EXERCISE OBJECTIVE — Reproduce the lines below verbatim, from the line containing "My supervisor requested detection results for the pitched" up to and including the line containing "86, 520, 144, 531", and nothing else.

[Coordinate annotation items]

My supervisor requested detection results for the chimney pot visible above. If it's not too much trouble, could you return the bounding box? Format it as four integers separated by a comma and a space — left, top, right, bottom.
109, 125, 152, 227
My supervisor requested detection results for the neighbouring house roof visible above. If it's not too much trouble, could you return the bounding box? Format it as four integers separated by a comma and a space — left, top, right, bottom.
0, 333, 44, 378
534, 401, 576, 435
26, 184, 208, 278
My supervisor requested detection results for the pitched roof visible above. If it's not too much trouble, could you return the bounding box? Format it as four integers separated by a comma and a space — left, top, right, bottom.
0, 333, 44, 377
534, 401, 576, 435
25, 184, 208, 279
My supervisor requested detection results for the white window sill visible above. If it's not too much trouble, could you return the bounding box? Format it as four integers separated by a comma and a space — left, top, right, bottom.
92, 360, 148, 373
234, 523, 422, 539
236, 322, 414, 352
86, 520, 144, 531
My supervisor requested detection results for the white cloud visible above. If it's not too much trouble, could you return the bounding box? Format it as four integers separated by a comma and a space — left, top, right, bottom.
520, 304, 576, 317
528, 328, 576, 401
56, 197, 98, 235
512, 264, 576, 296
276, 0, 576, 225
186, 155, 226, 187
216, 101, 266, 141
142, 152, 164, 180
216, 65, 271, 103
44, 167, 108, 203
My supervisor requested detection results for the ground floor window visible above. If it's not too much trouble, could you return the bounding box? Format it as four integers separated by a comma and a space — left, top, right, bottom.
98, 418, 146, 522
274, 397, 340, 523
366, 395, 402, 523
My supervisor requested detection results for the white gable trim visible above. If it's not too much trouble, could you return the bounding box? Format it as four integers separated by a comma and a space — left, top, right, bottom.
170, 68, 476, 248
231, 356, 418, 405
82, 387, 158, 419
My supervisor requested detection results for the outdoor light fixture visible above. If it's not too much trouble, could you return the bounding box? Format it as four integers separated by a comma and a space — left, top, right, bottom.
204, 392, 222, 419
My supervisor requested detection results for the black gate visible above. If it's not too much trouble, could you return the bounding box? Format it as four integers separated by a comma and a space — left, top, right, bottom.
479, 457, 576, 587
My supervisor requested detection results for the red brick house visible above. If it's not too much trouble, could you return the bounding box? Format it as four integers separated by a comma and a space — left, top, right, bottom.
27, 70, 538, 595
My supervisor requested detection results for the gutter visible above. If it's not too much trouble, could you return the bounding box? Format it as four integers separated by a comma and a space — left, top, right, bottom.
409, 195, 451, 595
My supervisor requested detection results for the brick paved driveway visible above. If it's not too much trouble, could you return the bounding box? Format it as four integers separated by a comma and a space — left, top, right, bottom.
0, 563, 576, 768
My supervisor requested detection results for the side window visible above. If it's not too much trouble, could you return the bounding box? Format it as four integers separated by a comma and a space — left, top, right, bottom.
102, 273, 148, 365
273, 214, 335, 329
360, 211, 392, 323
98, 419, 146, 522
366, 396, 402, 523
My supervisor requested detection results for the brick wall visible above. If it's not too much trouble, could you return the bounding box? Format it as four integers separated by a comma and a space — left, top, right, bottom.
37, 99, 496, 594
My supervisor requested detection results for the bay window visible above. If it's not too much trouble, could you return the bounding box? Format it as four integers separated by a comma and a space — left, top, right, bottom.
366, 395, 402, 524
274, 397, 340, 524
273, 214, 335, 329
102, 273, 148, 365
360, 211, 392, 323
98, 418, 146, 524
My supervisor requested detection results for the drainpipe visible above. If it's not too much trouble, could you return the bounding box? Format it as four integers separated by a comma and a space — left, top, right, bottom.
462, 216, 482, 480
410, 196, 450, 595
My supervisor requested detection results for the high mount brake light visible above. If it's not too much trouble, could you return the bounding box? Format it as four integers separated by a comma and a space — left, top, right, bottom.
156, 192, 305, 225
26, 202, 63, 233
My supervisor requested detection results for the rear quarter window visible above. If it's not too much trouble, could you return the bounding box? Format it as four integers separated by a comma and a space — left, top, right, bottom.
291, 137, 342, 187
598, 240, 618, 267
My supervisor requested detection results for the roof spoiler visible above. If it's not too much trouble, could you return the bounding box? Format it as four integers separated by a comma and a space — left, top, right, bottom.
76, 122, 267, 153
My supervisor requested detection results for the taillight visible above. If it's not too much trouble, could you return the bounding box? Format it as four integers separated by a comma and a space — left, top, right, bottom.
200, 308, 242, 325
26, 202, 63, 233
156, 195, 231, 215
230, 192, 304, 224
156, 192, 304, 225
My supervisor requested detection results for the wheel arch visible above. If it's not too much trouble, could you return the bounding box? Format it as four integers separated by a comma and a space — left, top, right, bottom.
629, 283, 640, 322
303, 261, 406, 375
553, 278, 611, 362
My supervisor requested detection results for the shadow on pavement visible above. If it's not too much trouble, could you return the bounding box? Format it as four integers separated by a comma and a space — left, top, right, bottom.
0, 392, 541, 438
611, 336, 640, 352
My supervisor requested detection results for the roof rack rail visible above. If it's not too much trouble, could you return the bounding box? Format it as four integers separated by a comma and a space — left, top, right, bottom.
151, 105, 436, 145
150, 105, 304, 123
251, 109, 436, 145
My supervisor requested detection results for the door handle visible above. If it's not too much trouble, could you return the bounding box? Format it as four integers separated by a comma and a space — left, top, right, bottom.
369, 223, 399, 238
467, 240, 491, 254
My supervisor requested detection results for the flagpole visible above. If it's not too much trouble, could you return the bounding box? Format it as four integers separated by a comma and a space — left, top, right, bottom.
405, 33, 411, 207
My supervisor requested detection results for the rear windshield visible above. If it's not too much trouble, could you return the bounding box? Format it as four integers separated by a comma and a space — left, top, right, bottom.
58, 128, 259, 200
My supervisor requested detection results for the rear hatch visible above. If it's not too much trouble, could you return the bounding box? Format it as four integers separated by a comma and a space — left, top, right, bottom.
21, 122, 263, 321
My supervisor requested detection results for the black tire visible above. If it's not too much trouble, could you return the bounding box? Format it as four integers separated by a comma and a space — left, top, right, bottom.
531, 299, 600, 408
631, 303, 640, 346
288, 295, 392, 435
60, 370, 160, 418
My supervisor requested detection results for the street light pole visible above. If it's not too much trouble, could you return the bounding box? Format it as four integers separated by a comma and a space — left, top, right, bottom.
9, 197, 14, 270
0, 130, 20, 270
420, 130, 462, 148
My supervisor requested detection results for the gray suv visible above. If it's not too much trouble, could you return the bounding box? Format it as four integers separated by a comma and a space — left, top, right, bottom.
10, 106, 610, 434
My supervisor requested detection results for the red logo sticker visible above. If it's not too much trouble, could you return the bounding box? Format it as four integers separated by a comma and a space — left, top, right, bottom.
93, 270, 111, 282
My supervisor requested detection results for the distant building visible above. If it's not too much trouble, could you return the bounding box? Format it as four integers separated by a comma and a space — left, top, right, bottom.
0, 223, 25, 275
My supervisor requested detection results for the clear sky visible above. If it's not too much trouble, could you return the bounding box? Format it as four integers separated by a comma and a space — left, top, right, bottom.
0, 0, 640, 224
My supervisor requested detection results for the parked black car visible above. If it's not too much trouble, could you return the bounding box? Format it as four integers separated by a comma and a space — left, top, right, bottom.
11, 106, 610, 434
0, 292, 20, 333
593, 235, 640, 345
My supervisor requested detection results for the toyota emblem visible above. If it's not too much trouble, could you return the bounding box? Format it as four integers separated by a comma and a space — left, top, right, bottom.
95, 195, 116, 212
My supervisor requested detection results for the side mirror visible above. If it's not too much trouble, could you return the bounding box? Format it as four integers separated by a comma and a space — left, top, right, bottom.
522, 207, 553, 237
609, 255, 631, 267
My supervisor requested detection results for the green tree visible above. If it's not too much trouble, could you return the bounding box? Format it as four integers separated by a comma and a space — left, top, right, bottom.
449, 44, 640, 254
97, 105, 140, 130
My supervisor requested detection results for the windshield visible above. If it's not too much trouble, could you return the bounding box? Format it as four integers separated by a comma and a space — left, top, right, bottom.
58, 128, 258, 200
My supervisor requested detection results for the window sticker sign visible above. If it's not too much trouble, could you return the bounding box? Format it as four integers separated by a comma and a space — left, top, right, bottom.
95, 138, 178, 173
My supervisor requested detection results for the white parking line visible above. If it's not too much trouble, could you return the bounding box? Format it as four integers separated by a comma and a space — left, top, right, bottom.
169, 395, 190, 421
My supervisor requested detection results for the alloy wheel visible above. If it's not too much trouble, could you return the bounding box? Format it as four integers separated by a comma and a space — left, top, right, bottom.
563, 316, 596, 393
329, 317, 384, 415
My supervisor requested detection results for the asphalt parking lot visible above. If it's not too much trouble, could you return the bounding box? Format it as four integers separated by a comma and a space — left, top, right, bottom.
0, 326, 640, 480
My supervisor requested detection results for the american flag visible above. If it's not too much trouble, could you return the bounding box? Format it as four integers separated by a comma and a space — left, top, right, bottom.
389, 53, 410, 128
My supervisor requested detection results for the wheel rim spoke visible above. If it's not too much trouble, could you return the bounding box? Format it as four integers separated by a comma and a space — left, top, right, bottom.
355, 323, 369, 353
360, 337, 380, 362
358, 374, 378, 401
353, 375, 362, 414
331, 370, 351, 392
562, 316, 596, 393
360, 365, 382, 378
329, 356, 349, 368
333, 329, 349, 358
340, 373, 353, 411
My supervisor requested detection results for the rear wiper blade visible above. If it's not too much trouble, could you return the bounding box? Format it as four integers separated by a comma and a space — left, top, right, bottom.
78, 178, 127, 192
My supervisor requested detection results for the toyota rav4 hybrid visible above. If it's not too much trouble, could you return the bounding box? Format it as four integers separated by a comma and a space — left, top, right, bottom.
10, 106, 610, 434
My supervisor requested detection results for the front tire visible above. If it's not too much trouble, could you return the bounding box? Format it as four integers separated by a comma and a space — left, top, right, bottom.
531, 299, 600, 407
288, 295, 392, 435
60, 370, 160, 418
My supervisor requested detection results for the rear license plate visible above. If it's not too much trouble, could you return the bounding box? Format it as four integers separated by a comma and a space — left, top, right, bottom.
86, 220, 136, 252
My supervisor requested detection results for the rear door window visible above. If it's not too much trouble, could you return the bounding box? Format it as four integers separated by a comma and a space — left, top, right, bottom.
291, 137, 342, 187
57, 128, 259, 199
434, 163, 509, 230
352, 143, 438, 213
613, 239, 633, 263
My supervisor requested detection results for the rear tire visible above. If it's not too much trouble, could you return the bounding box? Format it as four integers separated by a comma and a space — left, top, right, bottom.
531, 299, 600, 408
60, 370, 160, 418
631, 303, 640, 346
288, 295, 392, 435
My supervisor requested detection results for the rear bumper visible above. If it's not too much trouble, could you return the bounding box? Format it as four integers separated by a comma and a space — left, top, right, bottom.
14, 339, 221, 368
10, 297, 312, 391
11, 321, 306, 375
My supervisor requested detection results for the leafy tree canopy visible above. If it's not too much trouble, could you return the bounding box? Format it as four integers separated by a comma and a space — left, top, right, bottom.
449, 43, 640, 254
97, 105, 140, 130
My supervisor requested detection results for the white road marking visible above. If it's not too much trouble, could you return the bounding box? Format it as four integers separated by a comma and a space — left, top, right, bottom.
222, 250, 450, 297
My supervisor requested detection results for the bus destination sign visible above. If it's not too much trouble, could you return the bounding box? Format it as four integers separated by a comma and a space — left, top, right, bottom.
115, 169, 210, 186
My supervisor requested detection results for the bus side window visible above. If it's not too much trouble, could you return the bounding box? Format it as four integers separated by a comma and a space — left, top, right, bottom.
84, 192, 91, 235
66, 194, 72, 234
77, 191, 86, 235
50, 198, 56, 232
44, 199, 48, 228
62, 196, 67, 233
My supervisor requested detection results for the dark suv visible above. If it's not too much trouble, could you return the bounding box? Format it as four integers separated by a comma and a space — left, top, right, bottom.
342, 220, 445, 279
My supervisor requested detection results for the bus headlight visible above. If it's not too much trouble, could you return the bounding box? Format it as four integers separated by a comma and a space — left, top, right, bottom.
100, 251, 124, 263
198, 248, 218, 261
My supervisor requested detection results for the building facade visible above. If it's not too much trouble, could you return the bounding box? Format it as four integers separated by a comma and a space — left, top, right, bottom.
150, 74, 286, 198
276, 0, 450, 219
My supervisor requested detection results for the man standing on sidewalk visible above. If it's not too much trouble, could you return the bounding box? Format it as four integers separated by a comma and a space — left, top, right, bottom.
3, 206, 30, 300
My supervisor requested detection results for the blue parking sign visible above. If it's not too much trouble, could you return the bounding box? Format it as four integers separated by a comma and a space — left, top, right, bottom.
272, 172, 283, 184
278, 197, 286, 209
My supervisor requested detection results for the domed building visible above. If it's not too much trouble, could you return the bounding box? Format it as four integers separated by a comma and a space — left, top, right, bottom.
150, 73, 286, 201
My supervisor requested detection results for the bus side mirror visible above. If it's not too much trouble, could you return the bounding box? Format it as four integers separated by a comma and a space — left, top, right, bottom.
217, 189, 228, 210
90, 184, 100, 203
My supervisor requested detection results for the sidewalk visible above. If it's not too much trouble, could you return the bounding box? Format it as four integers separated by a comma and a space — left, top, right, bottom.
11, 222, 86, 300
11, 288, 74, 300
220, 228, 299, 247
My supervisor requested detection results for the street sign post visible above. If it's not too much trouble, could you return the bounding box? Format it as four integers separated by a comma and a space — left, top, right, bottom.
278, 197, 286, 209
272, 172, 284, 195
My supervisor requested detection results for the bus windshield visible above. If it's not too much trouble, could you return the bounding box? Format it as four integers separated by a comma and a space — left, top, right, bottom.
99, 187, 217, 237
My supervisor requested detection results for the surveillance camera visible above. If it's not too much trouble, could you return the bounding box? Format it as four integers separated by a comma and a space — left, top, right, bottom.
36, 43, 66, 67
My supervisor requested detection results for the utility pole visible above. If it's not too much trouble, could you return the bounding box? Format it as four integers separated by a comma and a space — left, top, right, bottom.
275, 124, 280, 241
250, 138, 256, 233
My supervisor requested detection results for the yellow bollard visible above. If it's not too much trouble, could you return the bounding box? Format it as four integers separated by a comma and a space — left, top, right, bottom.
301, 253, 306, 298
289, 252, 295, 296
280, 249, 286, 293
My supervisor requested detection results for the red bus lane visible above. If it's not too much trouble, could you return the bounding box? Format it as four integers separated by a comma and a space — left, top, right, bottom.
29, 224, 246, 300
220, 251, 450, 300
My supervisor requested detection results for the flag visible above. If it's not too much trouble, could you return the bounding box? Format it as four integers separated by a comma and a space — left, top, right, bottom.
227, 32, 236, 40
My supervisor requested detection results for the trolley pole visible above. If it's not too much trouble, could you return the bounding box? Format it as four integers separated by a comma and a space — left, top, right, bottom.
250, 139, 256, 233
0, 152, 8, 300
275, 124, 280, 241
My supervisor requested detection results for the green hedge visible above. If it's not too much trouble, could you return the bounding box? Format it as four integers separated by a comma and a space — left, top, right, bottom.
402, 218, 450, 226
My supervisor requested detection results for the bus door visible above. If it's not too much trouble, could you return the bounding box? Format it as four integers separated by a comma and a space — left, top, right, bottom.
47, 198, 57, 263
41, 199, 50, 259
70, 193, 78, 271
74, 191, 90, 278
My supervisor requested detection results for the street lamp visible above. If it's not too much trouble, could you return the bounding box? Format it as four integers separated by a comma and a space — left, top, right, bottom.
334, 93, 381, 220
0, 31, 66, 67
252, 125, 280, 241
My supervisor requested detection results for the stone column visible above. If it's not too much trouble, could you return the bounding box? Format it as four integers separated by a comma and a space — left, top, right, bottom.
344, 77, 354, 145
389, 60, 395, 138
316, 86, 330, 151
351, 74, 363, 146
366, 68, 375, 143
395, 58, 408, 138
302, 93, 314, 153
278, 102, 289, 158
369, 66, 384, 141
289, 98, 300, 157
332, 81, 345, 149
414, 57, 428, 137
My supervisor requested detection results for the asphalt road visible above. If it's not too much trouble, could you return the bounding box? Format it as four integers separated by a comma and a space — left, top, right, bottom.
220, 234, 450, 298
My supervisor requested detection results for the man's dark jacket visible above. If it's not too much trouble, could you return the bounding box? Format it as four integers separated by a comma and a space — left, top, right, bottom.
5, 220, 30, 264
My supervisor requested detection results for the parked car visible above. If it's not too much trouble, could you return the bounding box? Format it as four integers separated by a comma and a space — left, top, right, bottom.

RESULT OF THE TASK —
My supervisor requested detection results for the pitched roof visible above. If it's not too much trouble, could you return the bounding box? Format it as four integers separated by a comma and a space — left, top, right, bottom.
0, 333, 44, 377
534, 401, 576, 435
25, 184, 208, 279
My supervisor requested detection results for the white window sill visible above. If it's not too much trouble, could you return the bounding box? Format it as four integers separated by a comma and a space — left, top, right, bottom.
92, 360, 148, 373
234, 523, 422, 539
236, 322, 414, 352
86, 520, 144, 531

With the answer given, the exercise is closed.